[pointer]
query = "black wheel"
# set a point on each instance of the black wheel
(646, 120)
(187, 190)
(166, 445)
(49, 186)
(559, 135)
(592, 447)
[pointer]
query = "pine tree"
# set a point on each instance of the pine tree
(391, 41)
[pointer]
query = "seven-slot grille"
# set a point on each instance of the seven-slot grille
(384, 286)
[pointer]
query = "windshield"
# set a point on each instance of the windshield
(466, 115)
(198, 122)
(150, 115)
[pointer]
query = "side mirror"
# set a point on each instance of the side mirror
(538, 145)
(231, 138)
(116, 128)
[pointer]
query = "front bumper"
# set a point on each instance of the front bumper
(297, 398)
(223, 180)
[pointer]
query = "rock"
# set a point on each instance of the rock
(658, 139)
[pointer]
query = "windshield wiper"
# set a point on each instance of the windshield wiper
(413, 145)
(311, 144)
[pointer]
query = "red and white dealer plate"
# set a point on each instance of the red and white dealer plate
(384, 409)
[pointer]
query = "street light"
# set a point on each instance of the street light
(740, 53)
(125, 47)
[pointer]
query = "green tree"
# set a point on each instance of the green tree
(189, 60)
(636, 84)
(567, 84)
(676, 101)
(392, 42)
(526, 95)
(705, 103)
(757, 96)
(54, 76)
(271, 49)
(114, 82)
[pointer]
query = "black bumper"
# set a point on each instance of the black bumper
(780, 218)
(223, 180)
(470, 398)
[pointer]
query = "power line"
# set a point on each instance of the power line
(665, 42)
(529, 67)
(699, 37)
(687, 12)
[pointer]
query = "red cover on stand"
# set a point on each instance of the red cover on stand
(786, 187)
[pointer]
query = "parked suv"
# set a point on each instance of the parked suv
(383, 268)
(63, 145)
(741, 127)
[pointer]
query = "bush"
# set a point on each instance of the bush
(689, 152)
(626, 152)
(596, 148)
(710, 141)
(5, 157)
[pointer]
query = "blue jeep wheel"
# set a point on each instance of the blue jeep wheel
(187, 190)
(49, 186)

▶ **Brief**
Give back the entire listing verbatim.

▶ **Response for this exercise**
[pointer]
query = "black wheel"
# set a point on each instance of the black wheel
(646, 120)
(187, 190)
(166, 445)
(49, 186)
(559, 135)
(592, 447)
[pointer]
query = "pine tree"
# set a point on each instance of the pine tree
(391, 41)
[pointer]
query = "seven-slot grille"
# set a point on each instance of the seven-slot grille
(384, 286)
[pointer]
query = "windshield"
# set a point on each instance of the windshield
(466, 115)
(198, 122)
(150, 115)
[pointer]
query = "side mirror"
# set a point on each instance of the side mirror
(538, 145)
(231, 138)
(116, 128)
[pointer]
query = "front bumper"
# set a point on each instance of the front bumper
(297, 398)
(223, 180)
[pointer]
query = "rock"
# set a point on each instance of the rock
(658, 139)
[pointer]
query = "windshield wiper"
# set a point on each instance of the windshield wiper
(413, 145)
(311, 144)
[pointer]
query = "red and white dealer plate"
# set a point on each instance of the red and white dealer plate
(384, 409)
[pointer]
query = "street light"
# set a point on each instance of the street light
(740, 53)
(125, 47)
[pointer]
query = "green tree"
# set a point on each instance of the green tree
(189, 60)
(636, 84)
(567, 84)
(676, 101)
(392, 42)
(526, 95)
(705, 103)
(757, 96)
(54, 76)
(271, 49)
(114, 82)
[pointer]
query = "black bumper"
# set a point on each instance of the black bumper
(780, 218)
(223, 180)
(470, 398)
[pointer]
query = "power line"
# set a point on each instance of the power line
(665, 42)
(529, 67)
(699, 37)
(687, 12)
[pointer]
query = "red cover on stand"
# set a point on each instance of the red cover on stand
(786, 187)
[pointer]
query = "parked suv"
# set a point on each instance of the parked suv
(383, 268)
(63, 145)
(741, 127)
[pointer]
query = "bush"
# set a point on each instance of the bush
(689, 152)
(626, 152)
(596, 148)
(710, 141)
(5, 157)
[pointer]
query = "blue jeep wheel"
# set a point on each instance of the blue jeep wheel
(187, 190)
(49, 186)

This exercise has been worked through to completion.